WORK REQUIRED:
A faithful copy is required: transcribe each line below exactly, minus the pictures.

BEGIN INPUT

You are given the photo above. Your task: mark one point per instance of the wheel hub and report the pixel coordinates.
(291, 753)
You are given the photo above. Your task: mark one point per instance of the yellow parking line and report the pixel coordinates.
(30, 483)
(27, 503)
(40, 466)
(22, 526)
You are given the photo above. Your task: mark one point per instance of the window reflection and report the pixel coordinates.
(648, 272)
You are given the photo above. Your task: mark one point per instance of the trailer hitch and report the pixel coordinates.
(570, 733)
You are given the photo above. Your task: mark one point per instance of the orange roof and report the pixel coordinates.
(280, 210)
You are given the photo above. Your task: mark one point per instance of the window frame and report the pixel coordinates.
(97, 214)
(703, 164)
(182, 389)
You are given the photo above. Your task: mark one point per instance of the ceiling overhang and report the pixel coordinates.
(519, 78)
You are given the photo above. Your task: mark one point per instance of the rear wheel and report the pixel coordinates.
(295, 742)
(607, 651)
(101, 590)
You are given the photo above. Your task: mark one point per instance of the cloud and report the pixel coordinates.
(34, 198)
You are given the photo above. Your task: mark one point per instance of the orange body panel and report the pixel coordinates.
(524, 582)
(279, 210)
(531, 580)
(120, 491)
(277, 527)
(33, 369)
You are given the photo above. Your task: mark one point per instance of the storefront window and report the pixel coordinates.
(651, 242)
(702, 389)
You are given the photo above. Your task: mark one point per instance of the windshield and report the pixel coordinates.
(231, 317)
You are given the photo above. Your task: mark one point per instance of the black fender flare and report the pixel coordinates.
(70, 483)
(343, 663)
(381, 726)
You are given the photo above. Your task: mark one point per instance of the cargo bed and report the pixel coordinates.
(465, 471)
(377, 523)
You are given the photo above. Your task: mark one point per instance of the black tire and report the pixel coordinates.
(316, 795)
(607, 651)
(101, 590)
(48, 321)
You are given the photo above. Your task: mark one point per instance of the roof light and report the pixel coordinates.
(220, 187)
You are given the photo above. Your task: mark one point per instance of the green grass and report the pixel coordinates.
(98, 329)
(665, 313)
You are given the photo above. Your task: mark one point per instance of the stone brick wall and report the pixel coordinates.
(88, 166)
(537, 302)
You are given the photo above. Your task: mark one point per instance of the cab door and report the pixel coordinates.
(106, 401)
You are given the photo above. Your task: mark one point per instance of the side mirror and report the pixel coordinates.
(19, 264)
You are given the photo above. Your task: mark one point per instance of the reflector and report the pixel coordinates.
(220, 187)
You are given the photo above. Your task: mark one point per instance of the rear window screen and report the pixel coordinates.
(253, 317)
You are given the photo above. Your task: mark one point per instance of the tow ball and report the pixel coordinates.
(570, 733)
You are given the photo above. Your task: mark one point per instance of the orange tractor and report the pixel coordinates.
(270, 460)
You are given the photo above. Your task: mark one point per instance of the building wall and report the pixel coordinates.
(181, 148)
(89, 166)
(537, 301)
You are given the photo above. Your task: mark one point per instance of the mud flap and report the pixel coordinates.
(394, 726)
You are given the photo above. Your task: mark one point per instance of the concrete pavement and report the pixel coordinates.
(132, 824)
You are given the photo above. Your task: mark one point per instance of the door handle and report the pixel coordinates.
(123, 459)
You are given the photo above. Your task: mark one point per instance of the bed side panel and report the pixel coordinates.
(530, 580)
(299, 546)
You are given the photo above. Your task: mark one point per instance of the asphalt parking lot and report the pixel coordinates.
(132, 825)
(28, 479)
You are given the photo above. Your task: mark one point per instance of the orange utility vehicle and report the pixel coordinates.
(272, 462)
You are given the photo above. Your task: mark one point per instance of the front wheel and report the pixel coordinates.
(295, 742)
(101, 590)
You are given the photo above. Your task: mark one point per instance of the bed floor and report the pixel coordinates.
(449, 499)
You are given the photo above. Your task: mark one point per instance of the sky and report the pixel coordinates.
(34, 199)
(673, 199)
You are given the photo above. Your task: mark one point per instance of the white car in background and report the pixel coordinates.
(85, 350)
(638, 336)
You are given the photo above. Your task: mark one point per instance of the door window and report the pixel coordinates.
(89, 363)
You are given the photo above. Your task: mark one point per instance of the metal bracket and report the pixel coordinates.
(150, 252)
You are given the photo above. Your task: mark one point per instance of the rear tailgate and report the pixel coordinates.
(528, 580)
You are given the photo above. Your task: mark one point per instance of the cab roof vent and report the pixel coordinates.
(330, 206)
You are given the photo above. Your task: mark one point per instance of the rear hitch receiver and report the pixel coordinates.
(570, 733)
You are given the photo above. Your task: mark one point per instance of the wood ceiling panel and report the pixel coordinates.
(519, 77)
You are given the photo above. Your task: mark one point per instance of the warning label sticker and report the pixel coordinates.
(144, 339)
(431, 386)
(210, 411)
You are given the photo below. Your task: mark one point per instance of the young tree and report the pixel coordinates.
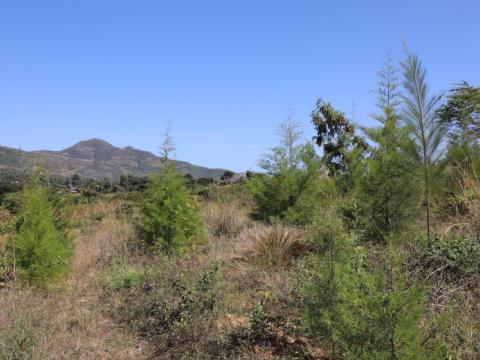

END INPUT

RESPONSE BELOW:
You are given the photo above. Your task: mark one point per instance of the wheel hub and report the pixel coordinates.
(291, 753)
You are given the photo above. Your task: mark one point per instance of the yellow parking line and report the pixel coordinates.
(30, 483)
(27, 503)
(40, 466)
(22, 526)
You are given the photo above. Your task: mark one point per instance of the window reflection and report the pixel coordinates.
(648, 272)
You are given the photo above. Your task: mark one point per instance of the trailer hitch and report the pixel coordinates.
(570, 733)
You are given the photo above. Your task: mark one point per instance of the orange roof and report the pixel coordinates.
(280, 210)
You are given the photo above. Your task: mark one point per instance of the window frame and report the pixel coordinates.
(97, 214)
(703, 164)
(182, 389)
You are given the photo above. Your task: mark one point per instance of the ceiling overhang and report the pixel coordinates.
(519, 78)
You are given the photo above. Your task: mark one point per instance of the rear wheel and report the pixel coordinates.
(295, 742)
(607, 651)
(101, 590)
You are given the photo above. Your task: mark one point per instance of the cloud and report the pixel coordinates.
(34, 198)
You are given the photo above. Your task: mark one point per instance of the orange body panel and report the pixel coordinates.
(524, 582)
(279, 210)
(531, 580)
(120, 491)
(277, 527)
(33, 369)
You are given the photo above. Your task: mark one point per instance of the storefront window and report the pixel coordinates.
(651, 242)
(702, 389)
You are given the photo above. Your task: mark one point per instance of the windshield and report the pixel coordinates.
(231, 317)
You are given the photo above. Your task: mark one point per instance of the black fender flare and report the pixel coordinates.
(70, 483)
(343, 663)
(381, 726)
You are given the photo above. Your task: mark one point per instance of the cargo bed and report the pixel coordinates.
(465, 471)
(377, 523)
You are given the photo above. Your task: mark one point per instance of the black tire and report the pixel coordinates.
(316, 795)
(607, 651)
(101, 590)
(48, 321)
You are given the photo above. Your task: mark one point per instance of the roof light and report the pixel coordinates.
(220, 187)
You are given the photo above. Your task: mark one point per instance of the green grass and report the pixel coordinates.
(98, 329)
(665, 313)
You are given the photo above. Your task: mark one point per instance of the stone brick wall and report the pixel coordinates.
(88, 166)
(537, 302)
You are given the photo above. Your task: mark one point per instance of the cab door and report the pixel coordinates.
(106, 401)
You are given the photo above. Your task: mark one point per instance of the side mirror and report the pixel coordinates.
(19, 264)
You are given the photo above. Your task: mark one point per instance of the reflector and report the pixel coordinates.
(220, 187)
You are given the photo above. Your task: mark one point per instance of the rear window screen and report the pixel coordinates.
(253, 317)
You are given the photo above. Your task: mark one point per instance of the tow ball and report the pixel coordinates.
(570, 733)
You are given the photo above. Your task: mark one point per instance of the orange tractor and report the pixel coordinates.
(270, 460)
You are given the photo above. Your task: mark one point per instance of the building wall and report the pixel coordinates.
(181, 148)
(89, 166)
(537, 301)
You are given the photo above. Your task: mark one point per instance of the mud flap and report the pixel coordinates.
(394, 726)
You are given the photo above. Your task: mark one point per instance of the concrete pavement and report the pixel coordinates.
(132, 824)
You are given the photo above. Your task: mark one point per instance of the door handle and report the pixel coordinates.
(123, 459)
You are given the photo above. Your task: mark one point per instance of the bed side panel and report the pixel coordinates.
(530, 580)
(299, 546)
You are given the photo above. Your task: mark one point per instance of the asphalt parking lot and report the pixel coordinates.
(132, 825)
(28, 479)
You are given the photo above. Your task: mark one point per instance of the orange utility vehicle and report the pixel coordinates.
(272, 462)
You are given the photo above. Your task: mark one point per instance of the front wheel and report the pixel coordinates.
(295, 742)
(101, 590)
You are given the photo above. Your task: mark one point per instance of the bed floor and report the pixel coordinates.
(449, 499)
You are given the photo above. Your task: mark one point per instance of the sky and report the pixel coordinates.
(34, 199)
(673, 199)
You are given the photo above. Your task: mark one point per instance of the white car in background and report the pixel coordinates.
(85, 350)
(638, 336)
You are given the photo above. Your task: mark one point per instance of the door window and report the pixel coordinates.
(89, 363)
You are given the photo above. Your task: mark one point per instance of the metal bracket and report the pixel coordinates.
(150, 252)
You are given the photo above. Your task: mark one point per instance of the rear tailgate and report the pixel coordinates.
(528, 580)
You are given the photo above. Your task: mark one point per instance of the cab roof vent and report the pixel coordinates.
(330, 206)
You are given the photo above. Your task: mark one point per instance of the rear hitch receiver and report the pixel coordinates.
(570, 733)
You are given the photo above. Your task: mark one point per instance of the wood ceiling panel and report the pixel coordinates.
(519, 77)
You are given the photo above. Your task: mark one point per instance of the warning label sticker and report the pixel coordinates.
(144, 339)
(431, 386)
(210, 411)
You are given the photo below. Your task: mark one point per instance of the young tree and report the pixel coordinates.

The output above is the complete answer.